── DATA TO USE ──

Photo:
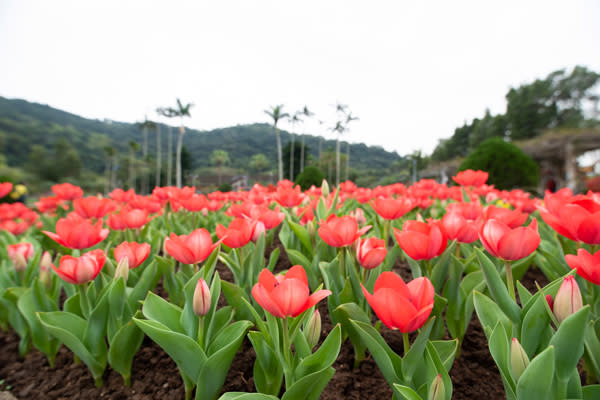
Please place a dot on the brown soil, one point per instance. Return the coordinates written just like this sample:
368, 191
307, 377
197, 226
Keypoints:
155, 375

───

PROBLEM TO WORK ON:
Reproduce the text of the material above word for word, omitting the picture.

TASK ANSWER:
Photo:
Please place a dot on the brown soil, one point per instance. Return the coordinates written just like this sample:
368, 191
307, 377
197, 226
Keypoints:
155, 375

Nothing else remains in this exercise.